------ Provided records ------
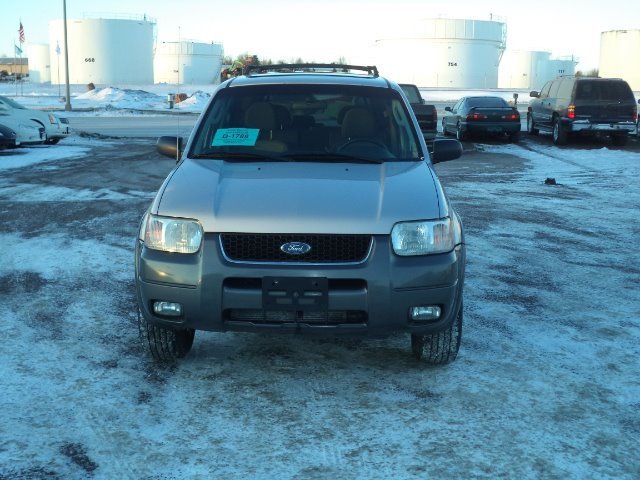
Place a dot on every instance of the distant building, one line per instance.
(620, 56)
(530, 70)
(187, 62)
(14, 65)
------
Write everything in the records out exactly, apart from the pictures.

Place a dot on every instance of the distant building, one line per instance.
(620, 56)
(530, 70)
(187, 62)
(14, 65)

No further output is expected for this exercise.